--- What needs to be done ---
Copy out the entries that follow exactly, leaving every picture behind.

--- Supplied records Enclosed Below ---

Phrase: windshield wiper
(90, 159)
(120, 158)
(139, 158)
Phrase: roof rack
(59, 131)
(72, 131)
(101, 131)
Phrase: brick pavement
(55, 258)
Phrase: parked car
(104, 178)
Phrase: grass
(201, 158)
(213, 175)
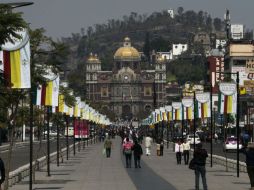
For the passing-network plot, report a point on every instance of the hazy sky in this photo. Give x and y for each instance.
(63, 17)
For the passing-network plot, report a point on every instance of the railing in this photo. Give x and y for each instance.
(19, 174)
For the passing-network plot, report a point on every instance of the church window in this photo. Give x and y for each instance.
(104, 92)
(147, 91)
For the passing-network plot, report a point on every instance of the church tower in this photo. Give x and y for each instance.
(160, 79)
(93, 65)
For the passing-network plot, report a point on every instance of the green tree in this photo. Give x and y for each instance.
(10, 23)
(147, 47)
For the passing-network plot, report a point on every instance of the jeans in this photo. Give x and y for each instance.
(137, 161)
(200, 170)
(179, 157)
(250, 170)
(128, 160)
(108, 152)
(148, 150)
(186, 156)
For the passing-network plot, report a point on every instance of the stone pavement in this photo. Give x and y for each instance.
(90, 170)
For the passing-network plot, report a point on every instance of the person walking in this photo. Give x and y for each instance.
(186, 152)
(108, 146)
(249, 153)
(2, 172)
(161, 147)
(137, 152)
(148, 144)
(200, 156)
(127, 149)
(179, 151)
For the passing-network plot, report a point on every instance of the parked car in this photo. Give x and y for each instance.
(51, 133)
(231, 144)
(190, 139)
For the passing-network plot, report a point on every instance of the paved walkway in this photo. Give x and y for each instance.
(90, 170)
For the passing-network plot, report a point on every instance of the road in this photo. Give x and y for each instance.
(218, 150)
(20, 154)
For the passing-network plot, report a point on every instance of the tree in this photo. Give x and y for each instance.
(10, 24)
(146, 47)
(217, 23)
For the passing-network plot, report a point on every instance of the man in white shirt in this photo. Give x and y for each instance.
(178, 151)
(186, 152)
(148, 144)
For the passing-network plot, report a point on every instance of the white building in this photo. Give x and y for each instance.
(171, 13)
(178, 49)
(165, 55)
(236, 31)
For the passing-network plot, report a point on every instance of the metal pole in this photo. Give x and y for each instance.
(237, 121)
(57, 144)
(211, 118)
(31, 142)
(74, 147)
(182, 121)
(67, 137)
(194, 121)
(167, 124)
(48, 142)
(79, 135)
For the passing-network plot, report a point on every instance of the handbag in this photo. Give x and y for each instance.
(103, 151)
(192, 164)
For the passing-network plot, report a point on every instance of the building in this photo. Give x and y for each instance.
(126, 90)
(178, 49)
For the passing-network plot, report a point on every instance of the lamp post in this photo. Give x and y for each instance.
(16, 5)
(237, 114)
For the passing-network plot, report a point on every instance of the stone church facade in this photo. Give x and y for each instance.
(127, 90)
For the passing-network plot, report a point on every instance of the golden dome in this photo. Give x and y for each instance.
(93, 59)
(127, 52)
(160, 59)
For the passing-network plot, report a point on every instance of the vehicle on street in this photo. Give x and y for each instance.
(51, 133)
(231, 144)
(190, 139)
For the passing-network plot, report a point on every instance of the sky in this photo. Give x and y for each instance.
(60, 18)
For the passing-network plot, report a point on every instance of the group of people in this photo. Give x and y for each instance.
(128, 148)
(182, 149)
(199, 155)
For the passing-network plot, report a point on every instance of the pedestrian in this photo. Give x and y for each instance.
(127, 149)
(178, 151)
(108, 146)
(200, 156)
(215, 138)
(2, 171)
(186, 152)
(137, 152)
(161, 147)
(249, 153)
(148, 144)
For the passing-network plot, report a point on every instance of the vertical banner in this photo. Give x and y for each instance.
(227, 98)
(203, 108)
(187, 108)
(168, 109)
(16, 61)
(177, 111)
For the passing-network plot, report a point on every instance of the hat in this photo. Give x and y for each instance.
(250, 145)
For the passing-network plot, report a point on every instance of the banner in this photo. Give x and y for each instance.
(202, 105)
(16, 61)
(177, 110)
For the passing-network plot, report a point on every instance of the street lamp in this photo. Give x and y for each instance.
(16, 5)
(237, 114)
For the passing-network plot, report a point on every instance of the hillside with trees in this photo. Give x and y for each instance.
(157, 31)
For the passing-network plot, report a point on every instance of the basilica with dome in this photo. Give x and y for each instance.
(126, 90)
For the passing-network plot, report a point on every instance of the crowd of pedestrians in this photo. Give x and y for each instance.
(131, 146)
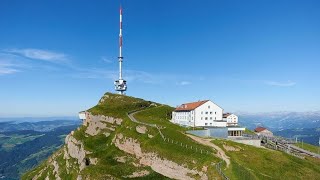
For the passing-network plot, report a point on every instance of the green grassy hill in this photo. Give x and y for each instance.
(115, 149)
(249, 162)
(177, 149)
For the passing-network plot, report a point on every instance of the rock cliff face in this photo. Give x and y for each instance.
(107, 147)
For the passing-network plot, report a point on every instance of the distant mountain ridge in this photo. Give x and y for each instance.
(41, 126)
(277, 121)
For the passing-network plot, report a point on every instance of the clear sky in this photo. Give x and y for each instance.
(58, 57)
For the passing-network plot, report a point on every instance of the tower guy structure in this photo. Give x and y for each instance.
(120, 84)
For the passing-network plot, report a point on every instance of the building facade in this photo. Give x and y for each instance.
(201, 113)
(261, 131)
(209, 115)
(232, 119)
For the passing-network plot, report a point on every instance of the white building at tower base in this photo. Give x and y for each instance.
(210, 116)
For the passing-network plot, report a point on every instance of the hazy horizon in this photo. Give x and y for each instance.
(60, 57)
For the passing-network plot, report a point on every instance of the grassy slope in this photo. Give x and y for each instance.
(258, 163)
(118, 106)
(9, 142)
(161, 115)
(308, 147)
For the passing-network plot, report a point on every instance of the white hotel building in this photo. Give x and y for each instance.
(206, 114)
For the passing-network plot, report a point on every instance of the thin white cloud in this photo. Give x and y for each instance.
(106, 60)
(184, 83)
(281, 84)
(39, 54)
(8, 65)
(7, 70)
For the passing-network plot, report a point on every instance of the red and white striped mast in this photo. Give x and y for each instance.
(121, 84)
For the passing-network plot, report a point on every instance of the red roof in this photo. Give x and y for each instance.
(190, 106)
(226, 115)
(259, 129)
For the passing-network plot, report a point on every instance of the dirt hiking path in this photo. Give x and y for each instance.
(220, 152)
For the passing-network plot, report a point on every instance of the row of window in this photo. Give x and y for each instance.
(206, 118)
(208, 112)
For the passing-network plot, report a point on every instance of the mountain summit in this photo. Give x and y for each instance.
(123, 137)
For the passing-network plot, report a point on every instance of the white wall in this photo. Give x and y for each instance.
(82, 115)
(232, 119)
(207, 113)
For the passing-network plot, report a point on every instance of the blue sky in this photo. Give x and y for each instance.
(59, 57)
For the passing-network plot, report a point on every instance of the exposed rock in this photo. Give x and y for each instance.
(39, 174)
(121, 159)
(162, 166)
(150, 136)
(97, 123)
(56, 170)
(141, 129)
(76, 150)
(138, 174)
(94, 161)
(205, 168)
(106, 134)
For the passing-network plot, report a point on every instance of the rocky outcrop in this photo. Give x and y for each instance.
(56, 170)
(163, 166)
(138, 174)
(96, 123)
(75, 149)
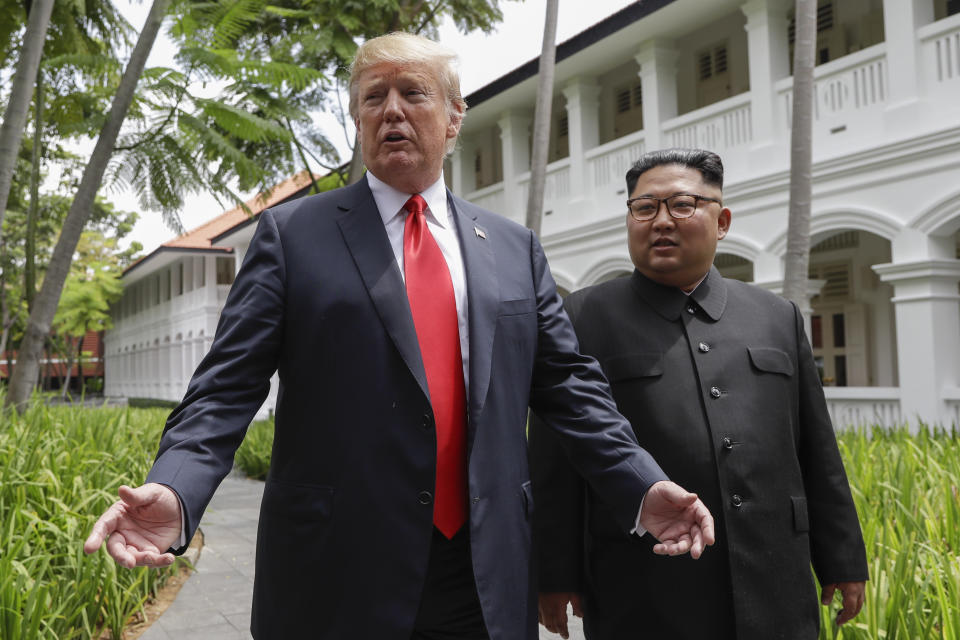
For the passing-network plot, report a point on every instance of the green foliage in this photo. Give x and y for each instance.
(253, 456)
(59, 469)
(906, 491)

--- End of Enclosed Supplied records ---

--- Task response ---
Phrase: windshield wiper
(90, 159)
(120, 158)
(139, 158)
Phrase: roof rack
(59, 131)
(72, 131)
(101, 131)
Phrase: brick pavement
(55, 258)
Phrase: parked car
(104, 178)
Phrase: grass
(201, 158)
(213, 175)
For the passing-network plot, report a point on every instance of the hazy sky in this photo. Give x and y for each instance.
(63, 17)
For the passing-network plot, report a point on every instance of the railing in this photo. Give x and y for each instance.
(19, 174)
For the passing-network plot, report a point on every instance of the church window in this photo. Give x and y for each instance.
(104, 92)
(147, 91)
For the passing-network plot, report a point on every instance of the church tower in this photo. Give x and y for each instance.
(160, 79)
(93, 65)
For the passing-network plot, report a point on every instance of the green tree in this photo. Give x and y for each instance.
(10, 23)
(147, 47)
For the passing-network plot, report a point on every instance of the jeans in this photo. Give x and y for each instance.
(137, 161)
(200, 170)
(179, 157)
(250, 170)
(128, 160)
(108, 152)
(148, 150)
(186, 156)
For the passing-network plot, report a point on every instance of the stone pavement in this photo. Give x and y for each instance.
(90, 170)
For the passing-network plot, report a point on every instance of the person walking in this photo. Give x and y for each instance.
(186, 152)
(108, 146)
(249, 153)
(2, 172)
(161, 147)
(137, 152)
(148, 144)
(200, 156)
(127, 149)
(179, 151)
For the passing-network plot, report a point on every instance of the parked car in this photo. Give x and y for each instance.
(51, 133)
(231, 144)
(190, 139)
For the passing-network plot, report a point on every instance of the paved walkway in this photo. Give x and y for each instance.
(90, 170)
For the passing-network plot, report a point on every instance of the road in this photo. Give x and y for each instance.
(218, 150)
(20, 154)
For the passing-network plot, report a point on every instance of the tree in this photo. Give x and y for each instance.
(10, 24)
(146, 47)
(217, 23)
For the passing-network plot, report a point on every instance of the man in white shirt in this photo. Give x and y for each instance.
(178, 151)
(186, 152)
(148, 144)
For the passing-network plot, report a point on every instance of the white building in this photo. Give x and y for each instance.
(171, 13)
(178, 49)
(165, 55)
(236, 31)
For the passing-network plot, report a point on every instance of the metal pole in this photo. Give x and y for each instance.
(237, 121)
(57, 144)
(211, 118)
(31, 142)
(74, 147)
(182, 121)
(67, 137)
(194, 121)
(167, 124)
(48, 142)
(79, 135)
For the passing-network plot, report a point on every instance of the handbag in this photo. Give x and y for each instance.
(103, 151)
(192, 164)
For the passing-network plot, report a point on every instance of the building in this photo. Give x and y for each instance.
(126, 90)
(178, 49)
For the passing-network plot, report a point on every instance of the lamp post in this photo. Give x and y for each instance.
(16, 5)
(237, 114)
For the passing-network plot, report a point on every instance of the stone church facade in this photo. Give x and y for each instance.
(127, 90)
For the passing-network plot, report a point on every instance of the golden dome in this photo. Give x and y for each instance.
(93, 59)
(127, 52)
(160, 59)
For the passing-network plot, report a point on every instance of the vehicle on street in this photo. Give x and y for each instance.
(51, 133)
(231, 144)
(190, 139)
For the passing-network plot, report a point on every instance of the sky in this photo. Give x and y for each instance.
(60, 18)
For the passing-network plot, report a point on every instance of the group of people in this photo. Give x and y for each instance.
(128, 148)
(182, 149)
(199, 155)
For the passing-network plot, report a point on every instance of the pedestrian in this photo. Give x and y for each instance.
(127, 149)
(178, 151)
(108, 146)
(200, 156)
(215, 138)
(2, 171)
(186, 152)
(137, 152)
(161, 147)
(249, 153)
(148, 144)
For the passing-network plot, report a point on every instance of the vertical banner in this photo. Give x and y for each instance.
(227, 98)
(203, 108)
(187, 108)
(168, 109)
(16, 61)
(177, 111)
For the passing-network plot, report a point on every instance of the hat in this photo. Give x and y for each instance.
(250, 145)
For the passing-network plot, report a point on every instance of the banner in this photo. Give x and y for each instance.
(202, 105)
(16, 61)
(177, 110)
For the passing-network plot, report a point on every instance of the street lamp in this photo. Give x and y for each instance.
(16, 5)
(237, 114)
For the passing-network plot, report a point on every instance of the hillside with trees in this photo. Give x and y for each instance.
(157, 31)
For the passing-network plot, report a point on every instance of the basilica with dome in this photo. Give x and y for each instance.
(126, 90)
For the passing-network plot, report a point on every instance of the crowd of pedestrians in this photo. Give x and y for each instance.
(131, 146)
For the passing-network plot, report a point on every instance of the green grassy hill in this photo. Give x and y for each instance.
(115, 149)
(249, 162)
(177, 149)
For the passing-network plot, report a point on every instance of the rock cliff face in this photo. Give x and y for each instance.
(107, 147)
For the passing-network plot, report a point on every instance of the distant mountain ridge in this photo. Give x and y for each instance.
(41, 126)
(277, 121)
For the passing-network plot, report a point on every instance of the clear sky in this photo. Give x and y for each instance.
(58, 57)
For the passing-network plot, report a point on every instance of the tower guy structure in this photo. Give x and y for each instance.
(120, 84)
For the passing-network plot, report a point on every instance of the building facade in this photo. Give x and y for each instance.
(201, 113)
(261, 131)
(209, 115)
(232, 119)
For the passing-network plot, report a point on every instance of the white building at tower base in this photo. Give x and y for each instance.
(210, 116)
For the passing-network plot, report a point on every instance of the hazy horizon in this photo. Give x and y for each instance.
(60, 57)
For the passing-network plot, report a point on every instance of the grassy slope in this photo. Give x and y for each instance.
(258, 163)
(118, 106)
(9, 142)
(161, 115)
(308, 147)
For the passing-network plot, report a point on every instance of the white hotel building in this photo. Give x and y for each instance.
(206, 114)
For the passing-network plot, report a point on every instance of the thin white cloud in this photo. Give x and y for each instance.
(106, 60)
(184, 83)
(281, 84)
(39, 54)
(8, 65)
(7, 70)
For the passing-network plot, report a point on every instance of the red and white striped mast in this photo. Give x and y for each instance.
(121, 84)
For the passing-network plot, report a point on every instance of the red roof in this photo. Give x and y for each instance.
(190, 106)
(226, 115)
(259, 129)
For the passing-network plot, report a point on every instance of the dirt hiking path in this photo. Give x and y for each instance.
(220, 152)
For the passing-network plot, report a point on every instance of the row of window in this photo. Give x and y for each instance.
(206, 118)
(208, 112)
For the passing-network plot, report a point on every instance of the mountain summit in this photo. Give x and y for each instance.
(123, 137)
For the passing-network plot, report a point on every instance of the white wall in this photo. Give x and y for each instance.
(82, 115)
(232, 119)
(207, 113)
For the passing-network plot, report a point on every instance of the blue sky in this photo. Give x and y for each instance.
(59, 57)
For the passing-network plot, report a point on every instance of the exposed rock in this photo. Give x and y for each instance.
(39, 174)
(121, 159)
(162, 166)
(150, 136)
(97, 123)
(56, 170)
(141, 129)
(76, 150)
(138, 174)
(94, 161)
(205, 168)
(106, 134)
For the passing-network plot, report a point on every instance of the rocky outcrop in this photo. Give x and y for each instance.
(56, 170)
(163, 166)
(138, 174)
(96, 123)
(75, 149)
For the passing-network plot, report a point on every instance of the green foliage in this photo. Give x and y for each instance.
(253, 456)
(59, 469)
(906, 491)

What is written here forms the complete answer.